◆ What the task requires:
Show every line of the records below that contains the word "woman", copying each one in full.

== Records supplied ==

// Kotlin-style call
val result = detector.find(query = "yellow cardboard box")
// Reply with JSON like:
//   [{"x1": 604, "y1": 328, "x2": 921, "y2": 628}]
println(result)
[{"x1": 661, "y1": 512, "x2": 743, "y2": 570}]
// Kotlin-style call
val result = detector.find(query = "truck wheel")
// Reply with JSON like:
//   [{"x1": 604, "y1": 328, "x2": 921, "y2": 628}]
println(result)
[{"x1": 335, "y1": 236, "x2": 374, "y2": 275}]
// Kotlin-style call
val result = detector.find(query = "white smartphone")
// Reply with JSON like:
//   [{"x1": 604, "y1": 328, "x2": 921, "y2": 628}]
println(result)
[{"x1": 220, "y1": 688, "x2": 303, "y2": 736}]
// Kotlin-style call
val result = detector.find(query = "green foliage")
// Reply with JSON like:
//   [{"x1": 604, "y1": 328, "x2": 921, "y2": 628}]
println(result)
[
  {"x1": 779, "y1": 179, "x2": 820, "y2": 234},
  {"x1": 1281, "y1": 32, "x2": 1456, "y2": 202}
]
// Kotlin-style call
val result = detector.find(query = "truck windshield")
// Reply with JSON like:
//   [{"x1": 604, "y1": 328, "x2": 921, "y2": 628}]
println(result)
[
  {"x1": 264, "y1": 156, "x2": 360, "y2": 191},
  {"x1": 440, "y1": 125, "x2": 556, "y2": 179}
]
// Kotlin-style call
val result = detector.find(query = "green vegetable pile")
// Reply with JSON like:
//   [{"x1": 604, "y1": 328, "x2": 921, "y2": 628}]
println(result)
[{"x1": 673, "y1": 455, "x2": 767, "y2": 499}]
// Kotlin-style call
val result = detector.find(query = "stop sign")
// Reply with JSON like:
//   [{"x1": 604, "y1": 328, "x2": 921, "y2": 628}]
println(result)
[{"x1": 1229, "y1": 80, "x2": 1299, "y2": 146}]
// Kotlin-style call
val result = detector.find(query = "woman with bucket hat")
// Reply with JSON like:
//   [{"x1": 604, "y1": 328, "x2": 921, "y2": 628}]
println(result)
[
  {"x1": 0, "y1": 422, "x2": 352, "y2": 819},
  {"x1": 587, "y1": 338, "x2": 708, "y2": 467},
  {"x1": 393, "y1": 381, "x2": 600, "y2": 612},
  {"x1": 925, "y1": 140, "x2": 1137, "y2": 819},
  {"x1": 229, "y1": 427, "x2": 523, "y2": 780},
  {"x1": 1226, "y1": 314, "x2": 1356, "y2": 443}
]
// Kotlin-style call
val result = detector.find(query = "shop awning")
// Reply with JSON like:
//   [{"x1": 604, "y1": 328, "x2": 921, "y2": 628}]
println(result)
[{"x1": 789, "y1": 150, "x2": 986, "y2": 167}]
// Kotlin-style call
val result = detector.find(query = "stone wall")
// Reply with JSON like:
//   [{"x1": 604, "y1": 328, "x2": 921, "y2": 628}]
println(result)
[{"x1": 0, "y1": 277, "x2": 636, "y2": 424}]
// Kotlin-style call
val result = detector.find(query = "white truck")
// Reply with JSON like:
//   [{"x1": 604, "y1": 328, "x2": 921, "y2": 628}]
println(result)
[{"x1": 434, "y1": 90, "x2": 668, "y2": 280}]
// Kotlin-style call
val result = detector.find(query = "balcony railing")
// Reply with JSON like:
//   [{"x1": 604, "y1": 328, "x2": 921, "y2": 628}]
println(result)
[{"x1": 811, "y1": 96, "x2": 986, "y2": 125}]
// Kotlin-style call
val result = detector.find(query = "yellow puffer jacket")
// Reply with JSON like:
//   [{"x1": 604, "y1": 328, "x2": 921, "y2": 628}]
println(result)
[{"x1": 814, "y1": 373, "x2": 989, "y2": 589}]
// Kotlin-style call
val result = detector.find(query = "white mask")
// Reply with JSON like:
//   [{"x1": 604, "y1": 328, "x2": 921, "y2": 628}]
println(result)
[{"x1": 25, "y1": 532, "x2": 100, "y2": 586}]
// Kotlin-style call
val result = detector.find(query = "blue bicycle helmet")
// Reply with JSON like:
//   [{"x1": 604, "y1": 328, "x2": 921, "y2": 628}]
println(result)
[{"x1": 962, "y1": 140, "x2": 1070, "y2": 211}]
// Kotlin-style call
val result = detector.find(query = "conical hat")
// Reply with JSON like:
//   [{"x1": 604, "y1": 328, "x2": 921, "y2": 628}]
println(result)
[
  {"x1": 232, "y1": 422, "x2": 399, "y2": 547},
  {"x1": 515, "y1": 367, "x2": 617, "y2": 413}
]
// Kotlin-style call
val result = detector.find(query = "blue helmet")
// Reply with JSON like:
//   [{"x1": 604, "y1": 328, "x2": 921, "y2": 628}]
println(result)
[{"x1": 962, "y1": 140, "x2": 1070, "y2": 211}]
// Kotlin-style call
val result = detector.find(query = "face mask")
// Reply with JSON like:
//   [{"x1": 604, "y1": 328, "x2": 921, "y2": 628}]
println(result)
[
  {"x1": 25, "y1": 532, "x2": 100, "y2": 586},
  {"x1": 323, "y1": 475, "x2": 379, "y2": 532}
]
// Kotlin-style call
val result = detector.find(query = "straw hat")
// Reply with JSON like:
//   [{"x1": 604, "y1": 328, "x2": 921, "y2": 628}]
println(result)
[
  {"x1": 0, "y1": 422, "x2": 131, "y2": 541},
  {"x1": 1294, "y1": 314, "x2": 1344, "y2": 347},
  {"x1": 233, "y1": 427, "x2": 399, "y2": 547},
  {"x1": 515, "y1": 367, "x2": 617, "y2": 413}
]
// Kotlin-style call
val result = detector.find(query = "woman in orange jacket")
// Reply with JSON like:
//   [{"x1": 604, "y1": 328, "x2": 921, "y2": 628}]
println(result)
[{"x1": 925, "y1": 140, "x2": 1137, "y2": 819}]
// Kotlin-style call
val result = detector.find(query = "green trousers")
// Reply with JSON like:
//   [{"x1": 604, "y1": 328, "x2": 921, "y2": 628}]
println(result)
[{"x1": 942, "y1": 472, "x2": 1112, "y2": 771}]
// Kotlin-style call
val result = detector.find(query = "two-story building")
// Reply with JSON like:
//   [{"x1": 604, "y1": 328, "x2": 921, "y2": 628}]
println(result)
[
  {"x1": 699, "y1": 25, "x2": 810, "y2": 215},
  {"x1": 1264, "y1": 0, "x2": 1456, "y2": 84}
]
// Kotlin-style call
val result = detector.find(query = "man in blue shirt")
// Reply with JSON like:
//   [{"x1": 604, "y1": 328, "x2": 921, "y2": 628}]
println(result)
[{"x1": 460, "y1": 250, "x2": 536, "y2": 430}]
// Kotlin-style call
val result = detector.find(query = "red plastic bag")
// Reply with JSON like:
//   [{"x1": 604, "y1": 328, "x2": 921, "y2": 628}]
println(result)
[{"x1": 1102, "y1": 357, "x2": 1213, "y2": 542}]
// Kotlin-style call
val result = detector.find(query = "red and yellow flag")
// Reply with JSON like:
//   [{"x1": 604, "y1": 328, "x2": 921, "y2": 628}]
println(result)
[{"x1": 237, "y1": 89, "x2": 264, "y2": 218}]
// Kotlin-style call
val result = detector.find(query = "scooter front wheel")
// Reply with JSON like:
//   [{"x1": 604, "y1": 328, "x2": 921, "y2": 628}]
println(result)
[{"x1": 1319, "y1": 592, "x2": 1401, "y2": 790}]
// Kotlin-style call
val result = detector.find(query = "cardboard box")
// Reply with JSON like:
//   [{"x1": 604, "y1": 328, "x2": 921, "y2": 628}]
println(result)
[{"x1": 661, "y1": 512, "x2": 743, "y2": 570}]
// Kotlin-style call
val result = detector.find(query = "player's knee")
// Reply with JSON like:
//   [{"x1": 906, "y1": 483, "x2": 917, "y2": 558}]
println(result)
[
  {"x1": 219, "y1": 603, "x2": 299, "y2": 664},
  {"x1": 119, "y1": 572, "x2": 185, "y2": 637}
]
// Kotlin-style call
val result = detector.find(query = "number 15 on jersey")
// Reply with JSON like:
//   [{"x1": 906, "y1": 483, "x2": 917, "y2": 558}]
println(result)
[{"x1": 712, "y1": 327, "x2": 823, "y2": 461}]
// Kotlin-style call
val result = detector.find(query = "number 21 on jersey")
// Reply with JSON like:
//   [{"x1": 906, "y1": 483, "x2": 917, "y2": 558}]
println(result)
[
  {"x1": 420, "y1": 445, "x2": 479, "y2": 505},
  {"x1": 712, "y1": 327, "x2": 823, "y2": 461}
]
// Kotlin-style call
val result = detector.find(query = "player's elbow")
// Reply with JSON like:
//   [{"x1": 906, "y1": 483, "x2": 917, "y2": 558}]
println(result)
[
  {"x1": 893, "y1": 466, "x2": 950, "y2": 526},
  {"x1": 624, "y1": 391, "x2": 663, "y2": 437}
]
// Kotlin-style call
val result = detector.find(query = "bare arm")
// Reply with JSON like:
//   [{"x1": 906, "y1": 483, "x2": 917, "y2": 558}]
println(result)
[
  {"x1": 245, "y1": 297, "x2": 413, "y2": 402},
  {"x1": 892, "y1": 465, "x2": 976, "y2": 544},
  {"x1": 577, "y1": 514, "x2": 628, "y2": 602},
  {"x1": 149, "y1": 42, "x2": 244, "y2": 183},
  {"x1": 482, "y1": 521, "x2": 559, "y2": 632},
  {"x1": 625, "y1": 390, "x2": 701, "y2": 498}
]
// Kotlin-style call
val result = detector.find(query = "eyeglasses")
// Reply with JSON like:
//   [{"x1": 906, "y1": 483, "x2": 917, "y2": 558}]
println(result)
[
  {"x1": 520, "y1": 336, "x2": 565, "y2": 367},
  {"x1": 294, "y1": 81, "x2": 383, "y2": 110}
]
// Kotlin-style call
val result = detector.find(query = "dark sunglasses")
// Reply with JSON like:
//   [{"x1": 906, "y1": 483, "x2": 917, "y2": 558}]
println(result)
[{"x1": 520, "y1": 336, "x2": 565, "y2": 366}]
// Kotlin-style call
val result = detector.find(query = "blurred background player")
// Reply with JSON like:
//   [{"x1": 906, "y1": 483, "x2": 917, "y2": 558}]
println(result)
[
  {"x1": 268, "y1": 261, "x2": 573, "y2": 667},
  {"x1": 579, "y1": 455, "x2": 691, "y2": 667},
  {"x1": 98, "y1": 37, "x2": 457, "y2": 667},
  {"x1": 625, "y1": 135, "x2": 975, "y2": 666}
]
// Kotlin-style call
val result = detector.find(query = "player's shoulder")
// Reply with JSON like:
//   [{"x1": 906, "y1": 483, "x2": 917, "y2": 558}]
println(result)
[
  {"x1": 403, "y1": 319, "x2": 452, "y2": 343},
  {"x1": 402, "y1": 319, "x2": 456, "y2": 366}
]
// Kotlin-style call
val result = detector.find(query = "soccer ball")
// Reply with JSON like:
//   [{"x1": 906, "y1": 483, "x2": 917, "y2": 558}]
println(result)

===

◆ Completed exercise:
val result = detector.find(query = "woman with bucket hat")
val result = detector.find(query = "woman in orange jacket")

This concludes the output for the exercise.